++++ DOCUMENT PASSAGE

Botanic Garden executive director Edward Schneider
Paul Wellman (file)

On August 5, the Santa Barbara Botanic Garden takes its “Vital Mission Plan” to the County of Santa Barbara’s Planning Commission for the next step in a process of review and debate that’s already taken nearly four years.

As a proposal to add an additional 25,000 square feet of development to the 78-acre property, the plan has drawn a number of critics, from neighbors concerned about fire safety and history buffs worried about changes to the landmark-protected meadow to everyday Garden lovers who feel that the plan marks a departure from the Garden’s historic mission.

In anticipation of this presentation, The Independent‘s Matt Kettmann asked some questions of the Garden’s director Ed Schneider, and he responded this week via email. Here is an edited transcript of that email exchange.

If it can be agreed that the Garden needs to grow in some fashion, the plan seems to be a reasonable proposal.

++++++++
++++ INFORMATION SHOWN

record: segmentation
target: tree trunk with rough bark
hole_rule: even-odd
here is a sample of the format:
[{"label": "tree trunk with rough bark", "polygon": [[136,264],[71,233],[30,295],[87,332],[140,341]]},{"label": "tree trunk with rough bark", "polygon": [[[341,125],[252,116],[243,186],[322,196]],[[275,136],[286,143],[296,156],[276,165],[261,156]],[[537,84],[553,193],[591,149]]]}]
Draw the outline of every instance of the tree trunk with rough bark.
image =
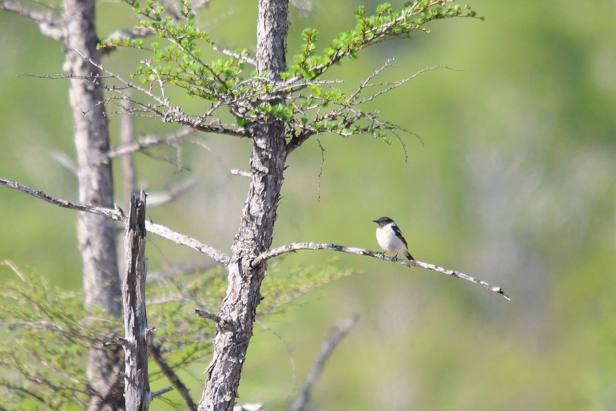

++++++++

> **REQUIRED TASKS**:
(1) Summarize the Botanic Garden article in two sentences.
(2) Write the next part of the Botanic Garden article, starting after its final sentence.
The records are separate material, unrelated to the Botanic Garden article.

> **TASK RESPONSES**:
(1) On August 5, the Santa Barbara Botanic Garden takes its "Vital Mission Plan," which would add 25,000 square feet of development to the 78-acre property, to the county Planning Commission after nearly four years of review and debate. The plan has drawn critics among neighbors, history buffs, and Garden lovers, and ahead of the presentation The Independent's Matt Kettmann put questions to director Ed Schneider, who answered by email.

(2)
Grow is an interesting word, as some of the earlier proposals were about growth. Yet this plan is simply about carrying out our mission of plant conservation, research, education, and display. This plan leaves the Garden 99 percent open space.

It is no surprise that there are “No Significant Impacts” with our plan according to the three-year, exhaustive Environmental Impact Report because the plan simply allows us to do what we do today better, not bigger. The plan allows us to plant, store herbarium specimens, store our library books, store equipment, allow school and scientific visits, and provide adequate space for laboratory research. In addition, it allows us to add a few small homes for staff as affordable housing.

We are not creating space for more visitors or events. We are adding less than 25,000 square feet of Garden buildings to 78 acres. Compared to the construction of new homes in Mission Canyon and additions to existing homes, this is a very modest amount of space.

This is as far from a growth plan – this plan allows us to simply carry out our mission. That is why we call it the Vital Mission Plan.

What would happen to the Garden if the Vital Mission Plan is not allowed to go forward? In other words, why is this necessary now?

The Jesusita Fire makes it imperative that we rebuild. We lost key buildings and facilities for growing and storing young plants.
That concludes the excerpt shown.